# [Given request]
Transcribe all of the records precisely as they are presented.

# [Record list]
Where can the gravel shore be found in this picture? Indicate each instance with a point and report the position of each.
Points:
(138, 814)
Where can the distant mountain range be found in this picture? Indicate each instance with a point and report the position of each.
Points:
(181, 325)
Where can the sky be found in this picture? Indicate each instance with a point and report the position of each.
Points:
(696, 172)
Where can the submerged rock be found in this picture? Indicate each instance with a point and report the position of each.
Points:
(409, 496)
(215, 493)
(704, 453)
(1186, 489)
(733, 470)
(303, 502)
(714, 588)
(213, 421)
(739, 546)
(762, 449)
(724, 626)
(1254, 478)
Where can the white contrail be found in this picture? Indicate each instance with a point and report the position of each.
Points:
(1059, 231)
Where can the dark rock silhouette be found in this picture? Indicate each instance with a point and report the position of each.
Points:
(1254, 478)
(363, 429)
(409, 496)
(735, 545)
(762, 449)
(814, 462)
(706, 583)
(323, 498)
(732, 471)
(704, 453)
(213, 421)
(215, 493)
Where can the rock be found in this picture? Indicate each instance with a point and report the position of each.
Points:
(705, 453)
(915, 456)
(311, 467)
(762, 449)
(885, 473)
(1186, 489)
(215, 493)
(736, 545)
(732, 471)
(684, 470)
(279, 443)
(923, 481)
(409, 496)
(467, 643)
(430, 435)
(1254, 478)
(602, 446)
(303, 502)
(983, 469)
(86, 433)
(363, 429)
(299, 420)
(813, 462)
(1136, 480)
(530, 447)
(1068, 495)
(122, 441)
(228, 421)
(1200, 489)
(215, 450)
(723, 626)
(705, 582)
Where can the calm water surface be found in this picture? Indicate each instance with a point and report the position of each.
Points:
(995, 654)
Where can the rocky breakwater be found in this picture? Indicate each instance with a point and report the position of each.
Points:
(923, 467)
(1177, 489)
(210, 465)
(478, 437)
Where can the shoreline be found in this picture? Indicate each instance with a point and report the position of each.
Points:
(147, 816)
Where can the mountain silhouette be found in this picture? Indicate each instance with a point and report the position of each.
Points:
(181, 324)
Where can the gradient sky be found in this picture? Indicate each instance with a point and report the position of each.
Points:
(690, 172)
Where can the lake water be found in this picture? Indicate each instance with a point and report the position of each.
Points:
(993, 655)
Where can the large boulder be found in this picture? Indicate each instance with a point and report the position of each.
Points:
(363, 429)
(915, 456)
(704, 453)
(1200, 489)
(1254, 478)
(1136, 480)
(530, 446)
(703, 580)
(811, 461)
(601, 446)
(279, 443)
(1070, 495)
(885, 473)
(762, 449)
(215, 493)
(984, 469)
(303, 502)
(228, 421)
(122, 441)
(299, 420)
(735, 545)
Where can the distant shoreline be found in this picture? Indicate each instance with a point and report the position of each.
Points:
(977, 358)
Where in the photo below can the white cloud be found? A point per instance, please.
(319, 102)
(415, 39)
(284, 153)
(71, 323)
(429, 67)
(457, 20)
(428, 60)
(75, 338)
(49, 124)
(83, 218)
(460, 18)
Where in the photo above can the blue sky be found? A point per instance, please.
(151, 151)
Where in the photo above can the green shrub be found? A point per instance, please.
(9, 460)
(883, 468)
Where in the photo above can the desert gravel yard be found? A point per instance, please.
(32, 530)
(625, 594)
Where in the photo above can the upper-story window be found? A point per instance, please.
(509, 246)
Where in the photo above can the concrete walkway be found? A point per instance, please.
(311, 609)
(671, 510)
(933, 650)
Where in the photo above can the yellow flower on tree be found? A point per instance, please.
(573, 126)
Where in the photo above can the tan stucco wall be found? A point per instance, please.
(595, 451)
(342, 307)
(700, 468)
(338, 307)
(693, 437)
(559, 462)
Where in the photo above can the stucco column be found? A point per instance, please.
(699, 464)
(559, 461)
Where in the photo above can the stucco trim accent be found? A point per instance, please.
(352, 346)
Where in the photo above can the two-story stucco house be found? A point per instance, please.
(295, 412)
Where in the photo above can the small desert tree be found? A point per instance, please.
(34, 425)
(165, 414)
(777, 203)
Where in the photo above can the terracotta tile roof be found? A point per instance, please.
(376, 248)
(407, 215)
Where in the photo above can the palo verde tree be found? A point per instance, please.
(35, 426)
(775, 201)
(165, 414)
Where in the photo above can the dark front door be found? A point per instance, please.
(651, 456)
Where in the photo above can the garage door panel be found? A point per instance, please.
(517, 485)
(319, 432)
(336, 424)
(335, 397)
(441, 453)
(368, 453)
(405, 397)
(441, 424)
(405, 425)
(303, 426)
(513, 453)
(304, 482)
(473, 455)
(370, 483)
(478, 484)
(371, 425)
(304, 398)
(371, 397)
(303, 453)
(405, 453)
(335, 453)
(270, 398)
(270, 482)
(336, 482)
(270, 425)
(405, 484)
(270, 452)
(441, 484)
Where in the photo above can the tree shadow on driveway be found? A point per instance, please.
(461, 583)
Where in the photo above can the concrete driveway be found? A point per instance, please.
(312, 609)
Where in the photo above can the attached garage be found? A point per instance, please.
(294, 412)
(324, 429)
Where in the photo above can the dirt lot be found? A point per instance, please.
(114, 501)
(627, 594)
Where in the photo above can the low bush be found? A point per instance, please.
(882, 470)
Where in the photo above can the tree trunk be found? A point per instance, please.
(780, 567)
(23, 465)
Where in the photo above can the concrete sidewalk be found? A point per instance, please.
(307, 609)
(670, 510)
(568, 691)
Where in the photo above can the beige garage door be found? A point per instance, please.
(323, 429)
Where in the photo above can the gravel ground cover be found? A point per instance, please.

# [Result of this exercise]
Where can the gravel shore be found in this picture? Indicate each instance with a point and report the position of each.
Points:
(138, 814)
Where can the distant mountain range be found in this picture? Indicate each instance with a point and report the position of each.
Points:
(181, 325)
Where can the sky be found in this picture? Indicate each instance with a point and report the position of each.
Points:
(696, 172)
Where can the submerged rock be found in this picture? Indicate each instance with a point and report the position of each.
Points:
(409, 496)
(215, 493)
(704, 453)
(1186, 489)
(733, 470)
(303, 502)
(714, 588)
(213, 421)
(739, 546)
(762, 449)
(724, 626)
(1254, 478)
Where can the white contrail be found in this picture? Indicate each instance with a point and report the position of each.
Points:
(1059, 231)
Where can the dark rock silhouette be found in this picture? Indicate each instance with a point and report the position of each.
Points:
(1254, 478)
(363, 429)
(409, 496)
(735, 545)
(762, 449)
(814, 462)
(706, 583)
(323, 498)
(732, 471)
(704, 453)
(213, 421)
(215, 493)
Where can the rock be found in this picture? Indicate each instance with a point and report the position of each.
Points:
(705, 453)
(915, 456)
(311, 467)
(762, 449)
(885, 473)
(1186, 489)
(215, 493)
(736, 545)
(732, 471)
(684, 470)
(279, 443)
(923, 481)
(409, 496)
(467, 643)
(430, 435)
(1254, 478)
(602, 446)
(303, 502)
(983, 469)
(86, 433)
(363, 429)
(299, 420)
(813, 462)
(1136, 480)
(530, 447)
(1068, 495)
(122, 441)
(228, 421)
(1200, 489)
(215, 450)
(723, 626)
(705, 582)
Where can the calm water surface be found in this picture? Indicate each instance with a point and report the position of each.
Points:
(995, 654)
Where can the rocky breakwater be found in this picture? Indicate each instance with a point and report the position of each.
Points:
(923, 467)
(1177, 489)
(210, 465)
(478, 437)
Where can the shoreline be found in this picture? Indicate each instance with a point and report the position of each.
Points:
(147, 816)
Where can the mountain silhouette be found in this picture? Indicate each instance with a point and report the position of each.
Points:
(181, 324)
Where can the gradient sky be found in this picture? Indicate each instance with a point and report the position of each.
Points:
(690, 172)
Where can the lake water be found in this picture? Indicate each instance with a point and report the position of each.
Points:
(993, 655)
Where can the large boulder be found in this picture? Indicate each instance with a point and report the position of each.
Points:
(363, 429)
(915, 456)
(704, 453)
(1200, 489)
(1254, 478)
(1136, 480)
(530, 446)
(703, 580)
(811, 461)
(601, 446)
(279, 443)
(1070, 495)
(885, 473)
(762, 449)
(215, 493)
(984, 469)
(303, 502)
(228, 421)
(122, 441)
(299, 420)
(735, 545)
Where can the distant shoreline be found in this picture? Indicate each instance with a point and report the position of each.
Points:
(977, 358)
Where in the photo below can the white cloud be found? A point per instance, please.
(319, 102)
(415, 39)
(284, 153)
(71, 323)
(429, 67)
(457, 20)
(428, 60)
(75, 338)
(49, 124)
(83, 218)
(460, 18)
Where in the photo above can the blue sky be found? A point per instance, please.
(151, 151)
Where in the photo above can the green shrub be found? A point per instance, please.
(9, 460)
(883, 468)
Where in the photo above can the desert gravel yard be found? A point per instance, please.
(32, 530)
(625, 594)
Where in the photo above can the upper-story window be found? A point per instance, please.
(509, 246)
Where in the photo above can the concrete walkway be found? A point per instance, please.
(311, 609)
(671, 510)
(933, 650)
Where in the photo above can the yellow flower on tree be found? A point per instance, please.
(573, 126)
Where in the photo above can the tan stucco wall be found? A point per instance, please.
(595, 451)
(342, 307)
(700, 468)
(338, 307)
(693, 437)
(559, 462)
Where in the photo above can the stucco column be found? A point per instance, please.
(699, 464)
(559, 461)
Where in the photo above can the stucco trim accent be found? A point per instance, please.
(352, 346)
Where in the photo above can the two-story stucco house be found? A point per instance, please.
(295, 412)
Where in the photo above can the small desert tree be found? A point per instance, please.
(34, 425)
(165, 414)
(777, 203)
Where in the photo above can the terracotta tile roof be found? A point per instance, please.
(376, 248)
(407, 215)
Where in the photo above can the palo verde tree be found? A point per instance, please.
(35, 426)
(775, 201)
(165, 414)
Where in the photo above can the dark front door be found? A point per instance, please.
(651, 456)
Where in the photo above can the garage door panel be found? A point per instance, please.
(517, 485)
(319, 432)
(336, 424)
(335, 397)
(441, 453)
(368, 453)
(405, 397)
(441, 424)
(405, 425)
(303, 426)
(513, 453)
(304, 482)
(473, 455)
(370, 483)
(478, 484)
(371, 425)
(304, 398)
(371, 397)
(303, 453)
(405, 453)
(335, 453)
(270, 398)
(270, 482)
(336, 482)
(270, 425)
(405, 484)
(270, 452)
(441, 484)
Where in the photo above can the tree shadow on driveway be found? A point per instance, please.
(461, 583)
Where in the photo above can the concrete driveway be found? A point per instance, please.
(312, 609)
Where in the photo above can the attached garage be found? A point per instance, please.
(294, 412)
(324, 429)
Where in the photo above can the dirt lot be found? A point per instance, please.
(114, 501)
(627, 594)
Where in the photo above can the low bush be found? A point per instance, please.
(882, 470)
Where in the photo above can the tree trunk be found? A point per instance, please.
(780, 567)
(23, 465)
Where in the photo above can the concrete sidewalk be found? A point per instance, please.
(307, 609)
(670, 510)
(568, 691)
Where in the photo above can the beige garage door be found? A point per instance, please.
(323, 429)
Where in the photo above can the gravel ground cover be found? A point per instance, please.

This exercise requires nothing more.